## Directions for this task
The records follow. Copy them exactly, but omit the pictures.

=== Section Start ===

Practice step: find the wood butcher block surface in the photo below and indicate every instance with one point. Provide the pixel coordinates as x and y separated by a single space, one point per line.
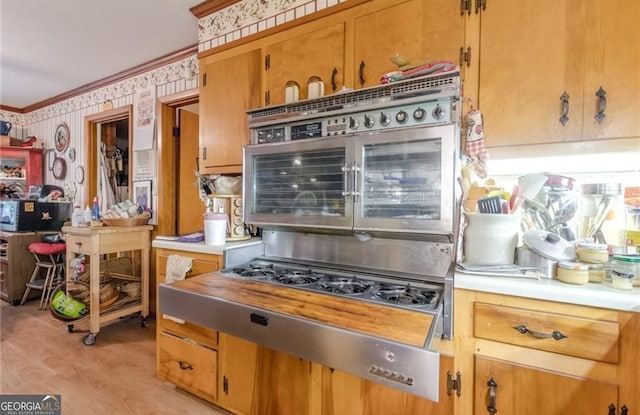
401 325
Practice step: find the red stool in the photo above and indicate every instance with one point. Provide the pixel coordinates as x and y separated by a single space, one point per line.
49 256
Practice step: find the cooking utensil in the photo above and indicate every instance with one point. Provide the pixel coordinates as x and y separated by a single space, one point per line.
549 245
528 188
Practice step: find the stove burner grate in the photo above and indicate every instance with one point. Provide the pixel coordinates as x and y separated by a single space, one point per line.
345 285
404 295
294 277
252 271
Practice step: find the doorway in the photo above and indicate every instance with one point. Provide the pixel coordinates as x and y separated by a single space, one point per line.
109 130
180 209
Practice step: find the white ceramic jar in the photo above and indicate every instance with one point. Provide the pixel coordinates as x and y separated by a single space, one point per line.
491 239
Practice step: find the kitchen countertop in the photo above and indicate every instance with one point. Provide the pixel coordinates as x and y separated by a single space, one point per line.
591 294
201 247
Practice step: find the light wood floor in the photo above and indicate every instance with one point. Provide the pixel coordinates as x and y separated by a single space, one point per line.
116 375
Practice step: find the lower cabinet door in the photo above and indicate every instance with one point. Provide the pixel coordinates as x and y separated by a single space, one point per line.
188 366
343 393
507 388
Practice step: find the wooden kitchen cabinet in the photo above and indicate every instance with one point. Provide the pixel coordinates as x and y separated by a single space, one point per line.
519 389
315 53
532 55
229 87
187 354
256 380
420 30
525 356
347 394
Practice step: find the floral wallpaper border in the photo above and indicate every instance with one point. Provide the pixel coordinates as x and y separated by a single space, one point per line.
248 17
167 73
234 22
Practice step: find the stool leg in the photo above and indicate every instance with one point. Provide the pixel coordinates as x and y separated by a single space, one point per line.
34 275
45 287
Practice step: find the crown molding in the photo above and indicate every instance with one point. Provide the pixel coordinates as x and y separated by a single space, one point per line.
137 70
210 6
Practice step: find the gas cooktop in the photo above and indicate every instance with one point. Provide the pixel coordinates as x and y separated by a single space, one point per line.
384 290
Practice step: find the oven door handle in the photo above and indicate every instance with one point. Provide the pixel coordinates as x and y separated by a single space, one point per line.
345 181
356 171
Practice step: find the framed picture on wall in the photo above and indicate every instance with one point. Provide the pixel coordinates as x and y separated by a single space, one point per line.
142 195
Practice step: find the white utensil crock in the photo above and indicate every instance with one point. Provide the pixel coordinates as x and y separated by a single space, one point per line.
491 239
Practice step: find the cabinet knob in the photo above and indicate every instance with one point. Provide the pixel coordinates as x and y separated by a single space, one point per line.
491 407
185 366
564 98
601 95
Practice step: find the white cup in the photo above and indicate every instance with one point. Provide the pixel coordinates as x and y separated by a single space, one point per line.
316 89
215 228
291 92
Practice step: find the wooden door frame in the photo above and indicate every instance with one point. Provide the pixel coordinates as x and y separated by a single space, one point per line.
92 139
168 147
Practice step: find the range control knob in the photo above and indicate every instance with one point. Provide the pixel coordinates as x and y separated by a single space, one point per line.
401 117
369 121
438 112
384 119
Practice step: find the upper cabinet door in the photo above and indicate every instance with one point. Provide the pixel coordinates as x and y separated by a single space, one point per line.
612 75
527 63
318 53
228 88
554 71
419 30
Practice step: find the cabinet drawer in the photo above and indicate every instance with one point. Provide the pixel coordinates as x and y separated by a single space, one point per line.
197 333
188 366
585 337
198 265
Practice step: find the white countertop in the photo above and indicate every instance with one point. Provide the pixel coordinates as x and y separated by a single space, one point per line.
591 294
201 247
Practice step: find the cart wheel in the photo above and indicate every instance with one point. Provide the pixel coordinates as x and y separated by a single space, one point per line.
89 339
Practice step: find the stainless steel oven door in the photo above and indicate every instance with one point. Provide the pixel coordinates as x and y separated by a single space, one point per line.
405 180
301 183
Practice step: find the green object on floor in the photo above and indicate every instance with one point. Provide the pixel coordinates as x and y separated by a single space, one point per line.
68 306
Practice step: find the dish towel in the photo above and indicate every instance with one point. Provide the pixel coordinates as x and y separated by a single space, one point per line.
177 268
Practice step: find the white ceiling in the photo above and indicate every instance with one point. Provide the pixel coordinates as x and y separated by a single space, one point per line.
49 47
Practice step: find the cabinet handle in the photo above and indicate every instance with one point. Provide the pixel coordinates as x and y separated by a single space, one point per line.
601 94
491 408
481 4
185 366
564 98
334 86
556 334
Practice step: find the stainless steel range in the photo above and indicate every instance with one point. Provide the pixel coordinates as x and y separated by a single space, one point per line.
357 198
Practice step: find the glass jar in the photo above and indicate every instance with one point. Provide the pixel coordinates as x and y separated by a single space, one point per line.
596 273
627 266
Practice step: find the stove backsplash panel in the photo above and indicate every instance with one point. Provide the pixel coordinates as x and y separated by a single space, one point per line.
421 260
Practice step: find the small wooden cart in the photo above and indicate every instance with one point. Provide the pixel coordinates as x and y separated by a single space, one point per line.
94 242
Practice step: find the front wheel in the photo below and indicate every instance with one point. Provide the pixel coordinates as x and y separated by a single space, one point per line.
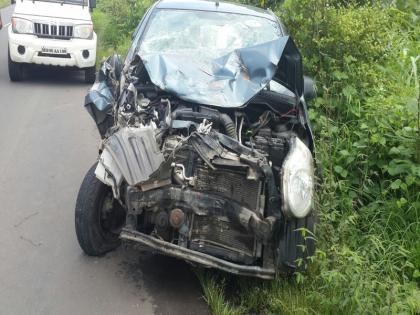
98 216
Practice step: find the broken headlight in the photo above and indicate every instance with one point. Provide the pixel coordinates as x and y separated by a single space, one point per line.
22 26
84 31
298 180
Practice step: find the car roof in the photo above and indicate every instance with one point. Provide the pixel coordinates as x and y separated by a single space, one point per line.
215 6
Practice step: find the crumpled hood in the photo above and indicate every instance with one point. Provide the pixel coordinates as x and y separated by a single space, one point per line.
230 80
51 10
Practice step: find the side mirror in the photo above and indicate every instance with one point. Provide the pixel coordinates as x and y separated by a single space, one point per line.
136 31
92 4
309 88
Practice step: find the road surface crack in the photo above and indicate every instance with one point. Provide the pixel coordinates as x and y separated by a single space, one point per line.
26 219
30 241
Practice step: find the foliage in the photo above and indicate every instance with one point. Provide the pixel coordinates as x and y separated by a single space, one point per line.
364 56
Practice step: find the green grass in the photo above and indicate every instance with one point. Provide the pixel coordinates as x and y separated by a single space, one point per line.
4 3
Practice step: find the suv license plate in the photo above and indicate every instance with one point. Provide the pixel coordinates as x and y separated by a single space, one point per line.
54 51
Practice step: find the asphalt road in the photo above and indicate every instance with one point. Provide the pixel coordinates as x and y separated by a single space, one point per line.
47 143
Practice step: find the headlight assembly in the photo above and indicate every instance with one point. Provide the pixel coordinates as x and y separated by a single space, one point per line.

=== Section End ===

## Completed task
Practice step: find the wood butcher block surface in the photo below and indicate every instance with one point. Provide the pixel coordinates as x and y separated by a single space, one point per line.
401 325
Practice step: find the red stool in the photo above and indicate every instance with one point. Provide the pixel coordinates as x and y separated by a single space, one point per line.
49 256
Practice step: find the cooking utensil in the photo above and indicate every instance with one point. Provide the pixel coordinates as x and y separated by a single space, one point per line.
549 245
528 188
Practice step: find the stove burner grate in the photo above and indicate every instance with one point. Provide the pixel coordinates as x and y separated by a single space, one point per line.
345 285
404 295
294 277
252 271
Practice step: find the doorway in the photo above and indicate every instance with one point. Provide the pixel coordinates as x and y separated by a single space, one point per line.
109 130
180 209
Practice step: find the white ceramic jar in the photo above and indicate every instance with one point. Provide the pixel coordinates as x and y separated by a single space, one point per line.
491 239
Practice step: find the kitchen countertop in the photo above and indicate every instance with one point. Provide the pixel coordinates as x and y separated by a single space, one point per line.
591 294
201 247
Practice step: find the light wood floor in the photo above and indicate every instance with one point. Provide the pixel coordinates as x and y separated by a single space, one point per line.
116 375
Practice step: find the lower cabinet door in the photo above and indicate every instance with one point. Provide the pixel coordinates as x and y separated by a single space, one point per line.
188 366
343 393
507 388
Practice step: find the wooden kitchen cabinet in the photo above and indicate every instance with one point. Provide the pixel coordinates as x and y separated by a single space, one point per line.
519 389
315 53
532 55
229 87
187 354
256 380
420 30
525 356
347 394
Practice step: find the floral wallpaper border in the photo above and indicate every instance with one point. Provide the pixel coordinates as x and y separated by a single space, one point per line.
248 17
167 73
234 22
Practice step: find the stool leg in the photo above and indicate every instance with one point. Provide the pixel coordinates as x and y separated by a single space, one point per line.
34 275
45 287
Practice step: find the crown molding in the photo above and indicate every instance with one point. Provide the pixel coordinates as x and y separated by a single space, one point per line.
137 70
210 6
Practice step: find the gas cooktop in the photo above and indicate every instance with one point. Provide the pixel coordinates as x and y separated by a single space, one point per line.
384 290
Practice step: find the oven door handle in the photo above and indicate every instance with one point. Provide the pixel coordinates as x and y separated by a single space, one point per line.
345 181
356 171
Practice step: find the framed picture on wall in the photo above and indicate every instance with one point. Provide the pixel coordinates as x and y separated by a single space, one point per line.
142 195
Practice step: find the white utensil crock in the photo above and indicate every instance with one point. Provide the pixel coordinates as x and y separated by a single space, one point per line.
491 239
Practice step: find the cabinet knob in the photo above and indicate every instance with one point. Provide the pixel coordinates as x and y separated by a single space, one point per line.
491 407
185 366
564 98
601 95
Practice step: find the white cup in the photo above and indicate every instance with one point. Provide the pixel coordinates as x and y separated by a single space, one point per line.
316 89
215 228
291 92
Practice step: find the wooden door frame in the photo above and indicate every instance with one point. Provide the pixel coordinates as x and y separated by a single space, one point per line.
92 139
168 147
Practice step: find the range control knob in the photo above and indicate every instance with one point. Provide the pixel coordinates as x and y separated by a single space, one point per line.
401 117
369 121
438 112
384 119
Practice step: find the upper cabinet door in the photo above and indicate every instance with one point. Provide the pixel coordinates as x and y separated by a single space, one point per line.
612 75
527 63
318 53
228 88
554 71
419 30
Practice step: find the cabinet drawer in the photo above and indicate every instance with one point. Provide the pixel coordinates as x and y separated by a single space, one point per line.
197 333
188 366
585 337
198 265
Practice step: find the white countertop in the photo above and indicate every instance with one point. Provide the pixel coordinates as x and y separated by a single space, one point per line.
591 294
201 247
Practice step: find the cart wheel in the photo above and indicate every instance with one point. Provide the pixel coordinates as x and y separated by a single space, one point per line.
89 339
Practice step: find the stainless steel oven door in the photo above and indicate every instance with one point. Provide the pixel coordinates as x and y separated by a single space, one point per line.
405 180
301 183
Practice step: find the green object on floor in the photo above and indicate every instance with one point. Provide the pixel coordinates as x and y separated by a single space, one point per line.
68 306
Practice step: find the dish towel in the photo above and indicate every instance with one point. Provide the pixel coordinates as x and y separated by a single space, one point per line.
177 268
Practice step: find the white ceiling in the photo above and indicate every instance with one point. Provide the pixel coordinates as x and y separated by a single space, one point per line.
49 47
Practice step: find the cabinet handle in the photo above and indicate every instance with one point. Provide the pixel coordinates as x and y separated by a single space, one point per line.
601 94
491 408
481 4
185 366
564 98
334 86
556 334
Practice step: find the stainless steel range in the photo above and indicate every instance with one point. Provide the pixel coordinates as x and y separated by a single space, one point per line.
357 198
Practice step: find the glass jar in the photo above and indicate every instance with one point. Provide the pixel coordinates as x and y separated by a single space, one point per line.
596 273
627 266
Practice step: find the stove backsplash panel in the photo above and indicate every instance with one point. Provide the pixel coordinates as x and y separated by a single space, one point per line.
421 260
Practice step: find the small wooden cart in the photo above and indicate every instance with one point. Provide the pixel coordinates as x and y separated by a single space, one point per line.
94 242
Practice step: find the front wheel in the photo below and indicate every instance with one point. Provide the pixel coordinates as x and y separated by a single space, one point per line.
98 216
Practice step: find the broken headlight in the photo above and indicate every instance with one point. Provide the pixel coordinates as x and y separated by a single space, one point per line.
22 26
84 31
298 180
Practice step: find the car roof in the photo above and indicate every instance with one point. Provide the pixel coordinates as x and y separated by a single space, one point per line.
215 6
Practice step: find the crumpled hood in the photo above and indicate every instance with one point. Provide the pixel coordinates as x and y separated by a single space, one point per line.
230 80
51 10
Practice step: find the side mirror in the photo above and indicate every instance with one point. Provide the pixel coordinates as x and y separated by a single space, one point per line.
136 31
92 4
309 88
Practice step: find the road surface crack in the photo above and indicate every instance with one point. Provide the pixel coordinates as x and y separated by a single space, one point per line.
26 219
30 241
Practice step: find the foliage in the photo above and indicate every instance with one point. Provide the pixel coordinates as x and y separated by a single space, one point per line.
364 56
Practice step: find the green grass in the photo above and indicate every instance with one point. Provide the pixel coordinates as x and y separated by a single space, one point per line.
4 3
Practice step: find the suv license plate in the photo above and indicate every instance with one point. Provide the pixel coordinates as x and y separated by a single space, one point per line.
54 51
Practice step: find the asphalt road in the photo above and indicate every instance with one point. Provide the pixel coordinates as x and y separated by a single space, one point per line.
47 143
Practice step: find the headlight assembly in the photo above and indicate every instance with one point. Provide the pixel coordinates as x and y separated by a single space, one point per line.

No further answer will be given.